Set exercise »
Rewrite every line of the data below as a JSON array of strings, one string per line, with blank lines omitted. Leave the pictures out of your answer.

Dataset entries
----
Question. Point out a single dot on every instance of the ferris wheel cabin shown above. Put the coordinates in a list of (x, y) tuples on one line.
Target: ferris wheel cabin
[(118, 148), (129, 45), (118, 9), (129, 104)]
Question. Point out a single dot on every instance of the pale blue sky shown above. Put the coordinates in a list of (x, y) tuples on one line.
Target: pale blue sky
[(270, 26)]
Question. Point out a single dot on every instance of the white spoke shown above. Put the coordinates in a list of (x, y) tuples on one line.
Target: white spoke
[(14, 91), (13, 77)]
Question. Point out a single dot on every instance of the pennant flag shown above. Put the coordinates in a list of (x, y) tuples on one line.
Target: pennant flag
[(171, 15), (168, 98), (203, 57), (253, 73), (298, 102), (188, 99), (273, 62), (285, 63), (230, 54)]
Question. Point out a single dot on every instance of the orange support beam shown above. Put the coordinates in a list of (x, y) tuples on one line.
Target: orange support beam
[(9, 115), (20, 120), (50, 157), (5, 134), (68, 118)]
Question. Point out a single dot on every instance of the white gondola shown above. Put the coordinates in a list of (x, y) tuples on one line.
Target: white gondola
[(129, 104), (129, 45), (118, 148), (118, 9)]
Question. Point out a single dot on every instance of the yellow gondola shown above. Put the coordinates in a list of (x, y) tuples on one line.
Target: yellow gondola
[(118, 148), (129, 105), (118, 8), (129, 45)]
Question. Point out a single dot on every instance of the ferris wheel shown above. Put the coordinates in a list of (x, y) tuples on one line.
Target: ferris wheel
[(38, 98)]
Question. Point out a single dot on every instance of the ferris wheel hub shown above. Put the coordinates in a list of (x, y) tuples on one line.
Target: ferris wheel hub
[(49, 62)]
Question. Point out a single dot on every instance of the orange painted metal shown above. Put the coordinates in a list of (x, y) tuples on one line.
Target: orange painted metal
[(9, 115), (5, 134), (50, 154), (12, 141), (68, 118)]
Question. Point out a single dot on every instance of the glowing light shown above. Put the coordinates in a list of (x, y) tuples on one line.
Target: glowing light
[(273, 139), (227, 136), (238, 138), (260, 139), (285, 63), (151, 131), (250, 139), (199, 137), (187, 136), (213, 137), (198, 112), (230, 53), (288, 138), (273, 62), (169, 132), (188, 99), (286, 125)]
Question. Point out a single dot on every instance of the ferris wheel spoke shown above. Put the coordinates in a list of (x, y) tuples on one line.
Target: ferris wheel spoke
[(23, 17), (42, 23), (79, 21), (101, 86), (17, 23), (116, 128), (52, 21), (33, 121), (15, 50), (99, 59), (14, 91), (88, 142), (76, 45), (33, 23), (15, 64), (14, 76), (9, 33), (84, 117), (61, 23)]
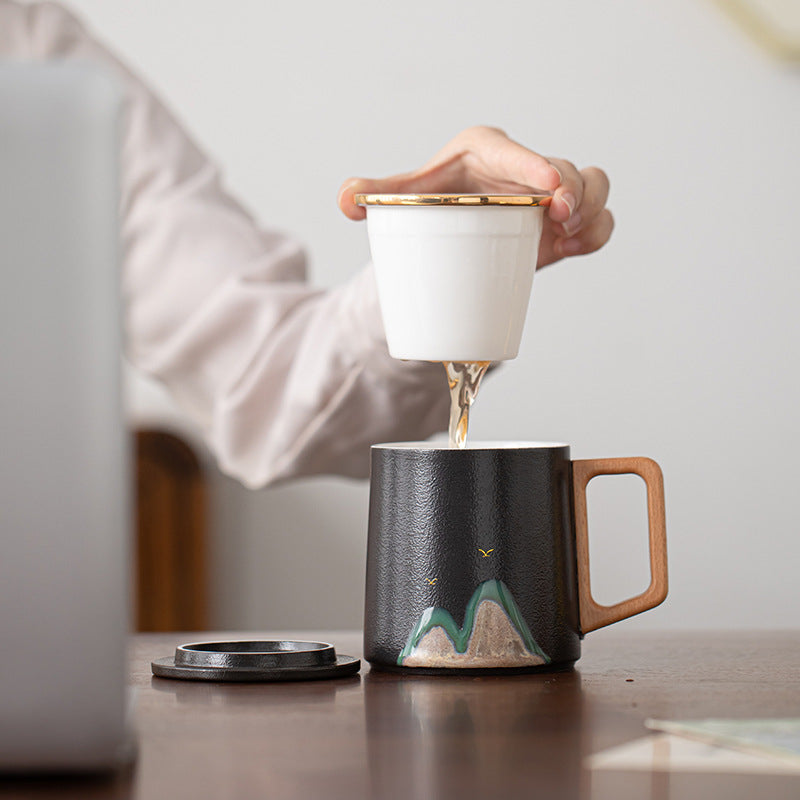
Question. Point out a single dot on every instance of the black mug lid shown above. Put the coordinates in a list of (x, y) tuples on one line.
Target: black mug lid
[(255, 660)]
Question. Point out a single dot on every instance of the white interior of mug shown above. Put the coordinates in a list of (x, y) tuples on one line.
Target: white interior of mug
[(470, 445)]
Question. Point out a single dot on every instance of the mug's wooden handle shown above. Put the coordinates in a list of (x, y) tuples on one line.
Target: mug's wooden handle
[(592, 614)]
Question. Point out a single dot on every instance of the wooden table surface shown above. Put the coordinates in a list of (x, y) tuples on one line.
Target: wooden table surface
[(380, 735)]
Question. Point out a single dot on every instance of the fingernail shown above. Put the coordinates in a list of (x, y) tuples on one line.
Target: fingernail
[(570, 247), (572, 224)]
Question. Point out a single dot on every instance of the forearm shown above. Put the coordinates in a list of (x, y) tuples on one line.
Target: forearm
[(283, 379)]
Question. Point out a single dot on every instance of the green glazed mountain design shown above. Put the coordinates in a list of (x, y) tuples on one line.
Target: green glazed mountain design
[(493, 590)]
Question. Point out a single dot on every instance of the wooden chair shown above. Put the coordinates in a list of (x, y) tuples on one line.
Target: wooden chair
[(171, 571)]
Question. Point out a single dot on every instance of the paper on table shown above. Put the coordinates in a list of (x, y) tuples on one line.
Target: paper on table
[(666, 753), (776, 738)]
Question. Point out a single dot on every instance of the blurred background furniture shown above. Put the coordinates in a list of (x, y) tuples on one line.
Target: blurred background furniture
[(171, 523)]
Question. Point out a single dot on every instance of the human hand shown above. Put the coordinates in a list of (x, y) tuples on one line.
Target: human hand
[(485, 160)]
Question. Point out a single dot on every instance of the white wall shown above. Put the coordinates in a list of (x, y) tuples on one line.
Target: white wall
[(678, 341)]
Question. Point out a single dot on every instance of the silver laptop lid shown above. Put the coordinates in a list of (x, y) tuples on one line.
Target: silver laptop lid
[(63, 461)]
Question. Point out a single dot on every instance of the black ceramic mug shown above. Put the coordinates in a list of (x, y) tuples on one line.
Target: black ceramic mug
[(479, 558)]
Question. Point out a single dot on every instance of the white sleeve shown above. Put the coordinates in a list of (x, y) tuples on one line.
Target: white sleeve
[(283, 380)]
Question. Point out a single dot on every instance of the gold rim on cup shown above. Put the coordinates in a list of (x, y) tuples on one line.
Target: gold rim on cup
[(453, 199)]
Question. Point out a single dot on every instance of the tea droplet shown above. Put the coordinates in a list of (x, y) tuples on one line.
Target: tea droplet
[(464, 379)]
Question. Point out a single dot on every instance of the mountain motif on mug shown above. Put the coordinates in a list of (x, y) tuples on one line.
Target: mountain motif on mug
[(494, 633)]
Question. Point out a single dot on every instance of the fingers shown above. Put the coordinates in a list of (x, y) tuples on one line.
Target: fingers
[(568, 197), (346, 197), (502, 159), (590, 238)]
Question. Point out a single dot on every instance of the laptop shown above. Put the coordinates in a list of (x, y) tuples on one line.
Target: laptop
[(64, 474)]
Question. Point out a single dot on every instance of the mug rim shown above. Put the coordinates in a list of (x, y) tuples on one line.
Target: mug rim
[(453, 199), (487, 445)]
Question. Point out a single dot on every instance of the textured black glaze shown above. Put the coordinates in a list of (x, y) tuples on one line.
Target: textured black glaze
[(431, 513)]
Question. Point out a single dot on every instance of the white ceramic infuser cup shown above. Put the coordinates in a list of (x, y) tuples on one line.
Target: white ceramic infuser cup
[(454, 272)]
----
Exercise result »
[
  "Question. Point out a single dot on every instance of the ferris wheel cabin shown above. Put the coordinates in a list of (x, y) tuples on one line.",
  "Target: ferris wheel cabin",
  "[(118, 148), (129, 45), (118, 9), (129, 104)]",
  "Question. Point out a single dot on every instance of the pale blue sky shown above. Put the coordinates in a list of (x, y) tuples on one line.",
  "Target: pale blue sky",
  "[(270, 26)]",
  "Question. Point out a single dot on every instance of the white spoke shown above. Put the coordinates in a list of (x, y) tuples on one line.",
  "Target: white spoke",
  "[(14, 91), (13, 77)]",
  "Question. Point out a single dot on every instance of the pennant flag shown above. Put the coordinates in a list of (x, y) tuples on one line.",
  "Target: pennant flag",
  "[(171, 15), (168, 98), (203, 57), (253, 73), (298, 102), (188, 99), (273, 62), (285, 63), (230, 54)]",
  "Question. Point out a single dot on every instance of the orange support beam shown above. Put the coordinates in a list of (x, y) tuples on one line.",
  "Target: orange support beam",
  "[(9, 115), (20, 120), (50, 157), (5, 134), (68, 118)]",
  "Question. Point out a single dot on every instance of the white gondola shown above. Put the coordinates in a list of (x, y) tuples on one line.",
  "Target: white gondola",
  "[(129, 104), (129, 45), (118, 148), (118, 9)]",
  "Question. Point out a single dot on every instance of the yellow gondola shown above. Put the coordinates in a list of (x, y) tuples on one line.",
  "Target: yellow gondola",
  "[(118, 148), (129, 105), (118, 8), (129, 45)]",
  "Question. Point out a single dot on every instance of the ferris wheel shown above. Put the coordinates in a list of (x, y) tuples on one line.",
  "Target: ferris wheel",
  "[(38, 98)]",
  "Question. Point out a single dot on every instance of the ferris wheel hub shown above. Put the coordinates in a list of (x, y) tuples on one line.",
  "Target: ferris wheel hub",
  "[(49, 62)]",
  "Question. Point out a single dot on every instance of the orange painted metal shown above. Put the coordinates in a list of (x, y) tuples on one line.",
  "Target: orange painted metal",
  "[(9, 115), (5, 134), (50, 154), (12, 141), (68, 118)]",
  "Question. Point out a single dot on every instance of the glowing light shown above. Put the coordinates in a list of (x, y) tuples on one line.",
  "Target: glowing light",
  "[(273, 139), (227, 136), (238, 138), (260, 139), (285, 63), (151, 131), (250, 139), (199, 137), (187, 136), (213, 137), (198, 112), (230, 53), (288, 138), (273, 62), (169, 132), (188, 99), (286, 125)]",
  "Question. Point out a single dot on every instance of the ferris wheel spoke shown above. Put the coordinates in a list of (x, y) tuples on one line.",
  "Target: ferris wheel spoke",
  "[(23, 17), (42, 23), (79, 21), (101, 86), (17, 23), (116, 128), (52, 21), (33, 121), (15, 50), (99, 59), (14, 91), (88, 142), (76, 45), (33, 23), (15, 64), (14, 76), (9, 33), (84, 117), (61, 23)]",
  "Question. Point out a single dot on every instance of the black mug lid shown above. Put the coordinates in a list of (x, y) tuples on one line.",
  "Target: black mug lid",
  "[(255, 660)]",
  "Question. Point out a single dot on every instance of the white interior of mug shown above. Put the coordinates in a list of (x, y) tuples on one line.",
  "Target: white interior of mug",
  "[(470, 445)]",
  "Question. Point out a single dot on every instance of the mug's wooden handle shown above. Put the coordinates in a list of (x, y) tuples on one line.",
  "Target: mug's wooden handle",
  "[(592, 614)]",
  "Question. Point out a single dot on every instance of the wooden table surface shown above. Put the coordinates in a list of (x, y) tuples on one line.",
  "Target: wooden table surface",
  "[(380, 735)]",
  "Question. Point out a single dot on every instance of the fingernail shown above. Put the coordinates in a list of (x, y) tuples on one line.",
  "Target: fingernail",
  "[(570, 247), (572, 224)]",
  "Question. Point out a single dot on every instance of the forearm shown above. Put the coordinates in a list of (x, y) tuples on one line.",
  "Target: forearm",
  "[(283, 379)]",
  "Question. Point out a single dot on every instance of the green glazed mountain design shown above. Put the coordinates in a list of (x, y) tuples on one line.",
  "Target: green glazed mountain design",
  "[(493, 590)]",
  "Question. Point out a single dot on every instance of the wooden chair shown above. Put the coordinates in a list of (x, y) tuples on one line.",
  "Target: wooden chair",
  "[(171, 571)]",
  "Question. Point out a single dot on every instance of the paper on table shown above. Put the coordinates in a list of (x, y) tuples on one line.",
  "Target: paper on table",
  "[(666, 753), (776, 738)]",
  "Question. Point out a single dot on every instance of the blurred background furniture shown above. Put the coordinates in a list of (x, y) tuples on one line.",
  "Target: blurred background furniture",
  "[(171, 523)]",
  "Question. Point out a single dot on every instance of the human hand shown above. Put the coordinates in a list of (x, y) tuples on one line.",
  "Target: human hand",
  "[(485, 160)]",
  "Question. Point out a single dot on every instance of the white wall shown above. Put the coordinates in a list of (x, y) tuples on one line.",
  "Target: white wall",
  "[(678, 341)]",
  "Question. Point out a single dot on every instance of the silver laptop lid shown above. Put the coordinates in a list of (x, y) tuples on one line.",
  "Target: silver laptop lid",
  "[(63, 461)]",
  "Question. Point out a single dot on every instance of the black ceramic mug shown above. Put the coordinates in a list of (x, y) tuples on one line.",
  "Target: black ceramic mug",
  "[(479, 558)]",
  "Question. Point out a single dot on every instance of the white sleeve shown above. Put the coordinates in a list of (x, y) tuples on one line.",
  "Target: white sleeve",
  "[(283, 380)]",
  "Question. Point out a single dot on every instance of the gold rim on cup shown above. Put the coordinates in a list of (x, y) tuples on one line.",
  "Target: gold rim on cup",
  "[(453, 199)]",
  "Question. Point out a single dot on every instance of the tea droplet shown above. Put the coordinates in a list of (x, y) tuples on one line.",
  "Target: tea droplet",
  "[(464, 379)]",
  "Question. Point out a single dot on every instance of the mountain motif on mug shown above. Put the coordinates in a list of (x, y) tuples on one line.",
  "Target: mountain motif on mug",
  "[(494, 633)]",
  "Question. Point out a single dot on every instance of the fingers shown above. Put the coordinates in a list of (x, y) tuples on one line.",
  "Target: fingers",
  "[(568, 197), (346, 197), (502, 159), (590, 238)]",
  "Question. Point out a single dot on every instance of the laptop shown above. Put the coordinates in a list of (x, y) tuples on one line.",
  "Target: laptop",
  "[(64, 474)]",
  "Question. Point out a single dot on every instance of the mug rim shown above. Put the coordinates in a list of (x, y) tuples on one line.",
  "Target: mug rim",
  "[(453, 199), (487, 445)]",
  "Question. Point out a single dot on every instance of the textured black glaze shown above. Put the coordinates in a list of (x, y) tuples on one line.",
  "Target: textured black glaze",
  "[(431, 513)]",
  "Question. Point out a single dot on every instance of the white ceramic infuser cup shown above. Put the coordinates in a list of (x, y) tuples on one line.",
  "Target: white ceramic infuser cup",
  "[(454, 272)]"
]